• _Activity_
Copy every line from the records below that carries the word "netting".

• _Stored entries_
┄┄┄┄┄┄┄┄┄┄┄┄┄┄┄┄┄┄┄┄
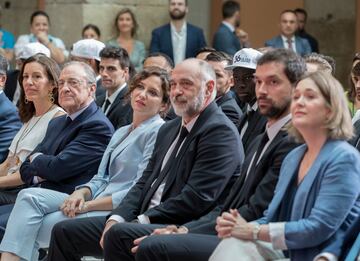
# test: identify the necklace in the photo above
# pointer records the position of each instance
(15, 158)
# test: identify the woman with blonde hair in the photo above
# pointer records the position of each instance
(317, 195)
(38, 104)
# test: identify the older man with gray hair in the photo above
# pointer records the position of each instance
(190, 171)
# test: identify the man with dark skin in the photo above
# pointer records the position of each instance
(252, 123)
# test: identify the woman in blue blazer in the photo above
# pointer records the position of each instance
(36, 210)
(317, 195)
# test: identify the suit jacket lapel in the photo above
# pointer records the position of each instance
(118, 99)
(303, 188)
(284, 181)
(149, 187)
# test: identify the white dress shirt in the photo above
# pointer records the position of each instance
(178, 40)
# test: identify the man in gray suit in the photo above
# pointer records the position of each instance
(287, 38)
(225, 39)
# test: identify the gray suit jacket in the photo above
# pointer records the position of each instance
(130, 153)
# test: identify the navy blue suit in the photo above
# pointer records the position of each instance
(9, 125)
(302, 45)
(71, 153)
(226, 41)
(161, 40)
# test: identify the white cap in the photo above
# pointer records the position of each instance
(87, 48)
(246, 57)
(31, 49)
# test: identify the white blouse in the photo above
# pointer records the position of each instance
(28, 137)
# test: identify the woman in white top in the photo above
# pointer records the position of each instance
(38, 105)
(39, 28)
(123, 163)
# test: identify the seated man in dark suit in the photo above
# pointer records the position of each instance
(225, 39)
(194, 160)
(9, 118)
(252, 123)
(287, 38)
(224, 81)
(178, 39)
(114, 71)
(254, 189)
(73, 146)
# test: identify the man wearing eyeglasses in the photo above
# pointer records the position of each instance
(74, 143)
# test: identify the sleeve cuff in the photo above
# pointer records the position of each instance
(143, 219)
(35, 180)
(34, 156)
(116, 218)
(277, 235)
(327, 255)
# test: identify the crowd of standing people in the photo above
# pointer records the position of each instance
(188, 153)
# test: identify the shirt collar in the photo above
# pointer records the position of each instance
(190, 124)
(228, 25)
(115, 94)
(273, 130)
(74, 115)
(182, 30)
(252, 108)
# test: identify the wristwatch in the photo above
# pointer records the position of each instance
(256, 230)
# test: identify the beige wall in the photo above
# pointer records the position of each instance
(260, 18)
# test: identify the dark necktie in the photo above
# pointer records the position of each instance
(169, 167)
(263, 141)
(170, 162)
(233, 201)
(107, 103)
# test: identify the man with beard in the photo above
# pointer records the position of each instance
┄┄┄┄┄┄┄┄┄┄┄┄┄┄┄┄┄┄┄┄
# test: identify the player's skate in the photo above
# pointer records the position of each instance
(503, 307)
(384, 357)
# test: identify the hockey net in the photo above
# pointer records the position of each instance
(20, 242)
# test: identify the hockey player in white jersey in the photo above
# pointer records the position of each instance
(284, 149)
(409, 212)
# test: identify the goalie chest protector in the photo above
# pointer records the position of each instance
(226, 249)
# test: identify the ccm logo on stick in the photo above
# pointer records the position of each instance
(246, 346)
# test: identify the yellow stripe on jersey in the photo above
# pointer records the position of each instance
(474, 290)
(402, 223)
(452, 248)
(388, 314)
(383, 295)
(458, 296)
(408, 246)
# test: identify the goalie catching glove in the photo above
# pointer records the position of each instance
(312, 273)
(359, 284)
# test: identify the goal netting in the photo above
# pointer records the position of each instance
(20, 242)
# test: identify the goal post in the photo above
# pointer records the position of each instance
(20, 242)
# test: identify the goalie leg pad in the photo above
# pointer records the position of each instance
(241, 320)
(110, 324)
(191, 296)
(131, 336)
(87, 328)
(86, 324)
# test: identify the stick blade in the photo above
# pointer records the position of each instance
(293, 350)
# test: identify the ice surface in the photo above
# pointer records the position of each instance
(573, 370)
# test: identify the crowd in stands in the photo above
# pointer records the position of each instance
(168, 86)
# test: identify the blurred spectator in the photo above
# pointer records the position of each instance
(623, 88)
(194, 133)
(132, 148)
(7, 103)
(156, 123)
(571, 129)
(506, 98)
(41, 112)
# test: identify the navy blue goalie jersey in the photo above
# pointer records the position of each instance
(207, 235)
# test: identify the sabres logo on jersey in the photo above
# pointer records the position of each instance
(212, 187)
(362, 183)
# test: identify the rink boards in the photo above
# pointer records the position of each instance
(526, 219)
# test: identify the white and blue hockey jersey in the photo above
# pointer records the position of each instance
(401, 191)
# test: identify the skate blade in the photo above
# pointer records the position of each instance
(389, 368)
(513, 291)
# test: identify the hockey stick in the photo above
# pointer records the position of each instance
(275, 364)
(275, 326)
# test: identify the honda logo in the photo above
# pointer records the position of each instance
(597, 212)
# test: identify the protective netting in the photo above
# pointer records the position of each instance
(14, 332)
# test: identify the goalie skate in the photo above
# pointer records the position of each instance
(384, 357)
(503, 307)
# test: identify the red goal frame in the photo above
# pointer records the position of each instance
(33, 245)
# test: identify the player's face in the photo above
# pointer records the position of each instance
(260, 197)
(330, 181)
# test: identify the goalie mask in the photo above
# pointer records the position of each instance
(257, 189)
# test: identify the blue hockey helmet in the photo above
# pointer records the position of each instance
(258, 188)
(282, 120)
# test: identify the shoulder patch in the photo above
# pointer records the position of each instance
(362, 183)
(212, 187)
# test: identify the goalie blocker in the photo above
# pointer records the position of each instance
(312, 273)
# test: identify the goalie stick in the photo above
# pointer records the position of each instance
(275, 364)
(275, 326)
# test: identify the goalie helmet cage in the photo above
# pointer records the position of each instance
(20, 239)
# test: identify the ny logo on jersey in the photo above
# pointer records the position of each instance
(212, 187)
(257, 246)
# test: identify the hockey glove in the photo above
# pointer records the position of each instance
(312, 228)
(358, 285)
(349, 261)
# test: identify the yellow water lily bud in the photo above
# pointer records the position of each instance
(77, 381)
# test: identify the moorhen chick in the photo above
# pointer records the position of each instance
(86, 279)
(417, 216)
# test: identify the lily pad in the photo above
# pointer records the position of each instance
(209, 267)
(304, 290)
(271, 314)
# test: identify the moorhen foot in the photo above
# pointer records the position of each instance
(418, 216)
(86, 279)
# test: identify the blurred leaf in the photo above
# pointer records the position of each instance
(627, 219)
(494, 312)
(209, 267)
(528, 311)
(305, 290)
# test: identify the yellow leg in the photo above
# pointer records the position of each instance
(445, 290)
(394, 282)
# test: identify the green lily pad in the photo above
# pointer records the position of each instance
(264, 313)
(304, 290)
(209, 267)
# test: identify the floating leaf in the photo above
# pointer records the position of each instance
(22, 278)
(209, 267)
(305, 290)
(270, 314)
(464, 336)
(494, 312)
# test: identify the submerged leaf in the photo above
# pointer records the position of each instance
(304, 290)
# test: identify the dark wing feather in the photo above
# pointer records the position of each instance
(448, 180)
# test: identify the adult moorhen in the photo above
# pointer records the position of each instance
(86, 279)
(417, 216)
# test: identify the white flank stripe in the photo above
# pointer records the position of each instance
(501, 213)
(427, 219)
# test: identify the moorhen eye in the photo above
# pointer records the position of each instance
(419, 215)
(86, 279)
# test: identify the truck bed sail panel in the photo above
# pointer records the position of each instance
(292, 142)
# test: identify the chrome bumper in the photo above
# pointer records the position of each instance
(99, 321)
┄┄┄┄┄┄┄┄┄┄┄┄┄┄┄┄┄┄┄┄
• _Your solution_
# test: identify the goal netting in the photo above
# test: identify the protective netting in the photo above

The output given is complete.